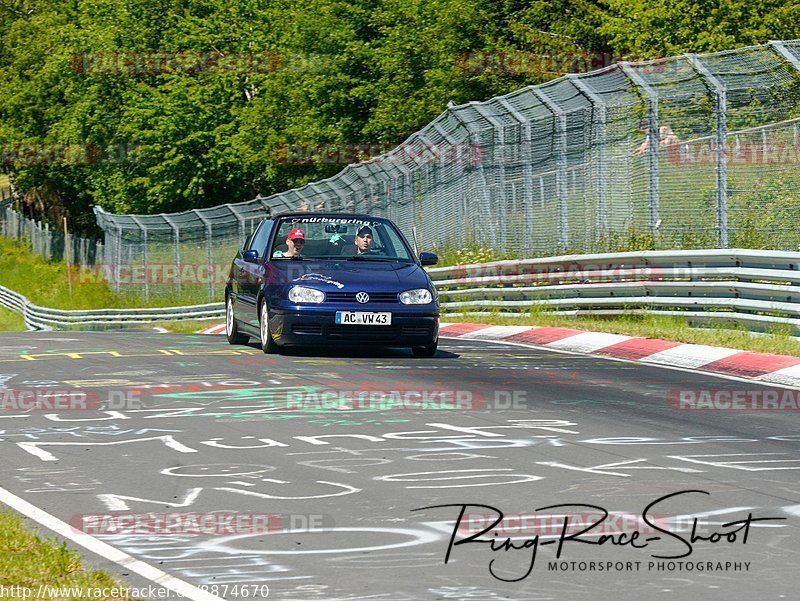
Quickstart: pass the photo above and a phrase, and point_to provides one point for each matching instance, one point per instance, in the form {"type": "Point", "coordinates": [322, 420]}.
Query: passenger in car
{"type": "Point", "coordinates": [295, 242]}
{"type": "Point", "coordinates": [362, 243]}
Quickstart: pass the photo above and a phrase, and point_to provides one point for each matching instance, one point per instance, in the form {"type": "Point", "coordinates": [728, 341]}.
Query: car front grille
{"type": "Point", "coordinates": [313, 329]}
{"type": "Point", "coordinates": [350, 297]}
{"type": "Point", "coordinates": [341, 332]}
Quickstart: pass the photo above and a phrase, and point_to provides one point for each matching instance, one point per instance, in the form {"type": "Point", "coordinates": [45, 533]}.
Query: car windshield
{"type": "Point", "coordinates": [340, 238]}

● ● ● ● ● ● ●

*WRITTEN INSTRUCTION*. Please render every line of the items above as a Markdown table with the columns "Number" and "Entry," skipping blank lines and leaving out the pictures.

*EXERCISE RESPONSE*.
| Number | Entry |
|---|---|
| 1 | Quickstart: pass the photo above and a phrase, and point_to provides one point for each matching instance, one point per instance, in the form {"type": "Point", "coordinates": [322, 420]}. |
| 2 | Query: passenger in car |
| 3 | {"type": "Point", "coordinates": [295, 242]} |
| 4 | {"type": "Point", "coordinates": [362, 243]} |
| 5 | Quickstart: pass the photo above and a phrase, and point_to provides one point for each matching instance, one point per instance, in the form {"type": "Point", "coordinates": [728, 341]}. |
| 6 | Query: car front grille |
| 7 | {"type": "Point", "coordinates": [313, 329]} |
| 8 | {"type": "Point", "coordinates": [350, 297]} |
| 9 | {"type": "Point", "coordinates": [341, 332]} |
| 10 | Quickstart: pass the photo above and a phrase, and point_to provides one point for each matching instance, one point per instance, in the form {"type": "Point", "coordinates": [45, 533]}. |
| 11 | Query: car windshield |
| 12 | {"type": "Point", "coordinates": [340, 238]} |